[START OF Task material]

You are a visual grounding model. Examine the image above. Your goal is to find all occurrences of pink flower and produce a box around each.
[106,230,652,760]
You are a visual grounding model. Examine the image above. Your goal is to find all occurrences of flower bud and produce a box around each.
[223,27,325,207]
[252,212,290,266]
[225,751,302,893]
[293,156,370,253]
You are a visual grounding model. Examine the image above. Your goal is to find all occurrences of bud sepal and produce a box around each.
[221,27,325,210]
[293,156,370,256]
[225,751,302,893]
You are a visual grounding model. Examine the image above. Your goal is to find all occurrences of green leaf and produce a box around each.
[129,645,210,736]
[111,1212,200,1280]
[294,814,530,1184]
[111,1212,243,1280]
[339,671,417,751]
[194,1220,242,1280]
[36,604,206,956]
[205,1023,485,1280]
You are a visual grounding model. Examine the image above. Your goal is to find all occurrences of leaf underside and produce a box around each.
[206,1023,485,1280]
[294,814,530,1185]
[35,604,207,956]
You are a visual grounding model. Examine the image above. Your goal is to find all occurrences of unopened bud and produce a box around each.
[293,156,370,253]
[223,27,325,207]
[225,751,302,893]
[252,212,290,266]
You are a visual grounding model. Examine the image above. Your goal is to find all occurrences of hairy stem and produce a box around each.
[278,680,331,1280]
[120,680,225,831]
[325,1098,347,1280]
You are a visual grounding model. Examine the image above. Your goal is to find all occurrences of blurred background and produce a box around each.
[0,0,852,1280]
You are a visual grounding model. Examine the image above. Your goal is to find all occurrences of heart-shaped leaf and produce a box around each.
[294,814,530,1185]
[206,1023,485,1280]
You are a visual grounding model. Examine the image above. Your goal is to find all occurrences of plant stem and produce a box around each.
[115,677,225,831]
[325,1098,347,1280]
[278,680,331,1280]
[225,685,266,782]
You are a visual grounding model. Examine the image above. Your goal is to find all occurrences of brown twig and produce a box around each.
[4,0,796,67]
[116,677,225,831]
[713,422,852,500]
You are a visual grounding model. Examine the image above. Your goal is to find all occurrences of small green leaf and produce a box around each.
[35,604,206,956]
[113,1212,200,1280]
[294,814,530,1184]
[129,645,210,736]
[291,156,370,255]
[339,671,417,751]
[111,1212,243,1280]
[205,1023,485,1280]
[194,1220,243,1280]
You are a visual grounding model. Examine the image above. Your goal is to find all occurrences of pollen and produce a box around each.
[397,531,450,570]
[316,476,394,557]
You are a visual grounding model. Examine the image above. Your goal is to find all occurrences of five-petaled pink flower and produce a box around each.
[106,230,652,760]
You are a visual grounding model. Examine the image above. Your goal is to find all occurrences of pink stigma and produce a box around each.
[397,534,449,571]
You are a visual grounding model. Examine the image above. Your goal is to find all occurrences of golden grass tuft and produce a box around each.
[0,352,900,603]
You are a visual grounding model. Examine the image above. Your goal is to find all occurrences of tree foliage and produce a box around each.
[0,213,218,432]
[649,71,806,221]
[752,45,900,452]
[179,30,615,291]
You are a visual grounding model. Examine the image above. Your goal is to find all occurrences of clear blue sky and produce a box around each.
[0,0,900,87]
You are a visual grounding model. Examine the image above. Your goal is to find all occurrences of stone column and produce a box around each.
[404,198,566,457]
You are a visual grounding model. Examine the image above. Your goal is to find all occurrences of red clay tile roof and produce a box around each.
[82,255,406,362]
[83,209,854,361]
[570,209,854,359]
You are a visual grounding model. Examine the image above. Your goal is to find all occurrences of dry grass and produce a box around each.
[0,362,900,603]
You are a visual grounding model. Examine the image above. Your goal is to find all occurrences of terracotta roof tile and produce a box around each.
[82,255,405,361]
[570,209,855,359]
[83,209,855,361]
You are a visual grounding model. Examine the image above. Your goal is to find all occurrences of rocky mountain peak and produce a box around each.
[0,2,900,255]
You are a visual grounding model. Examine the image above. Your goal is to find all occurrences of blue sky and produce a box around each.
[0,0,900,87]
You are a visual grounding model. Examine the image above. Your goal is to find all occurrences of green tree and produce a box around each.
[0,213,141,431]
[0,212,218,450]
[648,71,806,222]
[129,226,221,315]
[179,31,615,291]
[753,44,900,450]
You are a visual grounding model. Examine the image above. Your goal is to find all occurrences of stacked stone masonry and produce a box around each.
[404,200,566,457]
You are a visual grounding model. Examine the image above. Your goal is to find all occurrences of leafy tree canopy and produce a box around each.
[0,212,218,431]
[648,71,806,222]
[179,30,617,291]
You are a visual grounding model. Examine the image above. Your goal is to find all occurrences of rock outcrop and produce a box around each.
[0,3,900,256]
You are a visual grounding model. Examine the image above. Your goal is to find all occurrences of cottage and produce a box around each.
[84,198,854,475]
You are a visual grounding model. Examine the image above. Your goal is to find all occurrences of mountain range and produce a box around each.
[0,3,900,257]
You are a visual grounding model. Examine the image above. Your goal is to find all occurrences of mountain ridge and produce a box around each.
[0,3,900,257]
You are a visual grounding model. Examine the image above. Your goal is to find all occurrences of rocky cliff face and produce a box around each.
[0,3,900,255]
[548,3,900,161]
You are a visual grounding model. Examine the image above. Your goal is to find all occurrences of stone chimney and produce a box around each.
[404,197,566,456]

[END OF Task material]

▶ Written exercise
Count the lines in the records above that contain the word "green", treating uppercase and lowercase as different. Reply with the number alone.

▶ Response to the exercise
3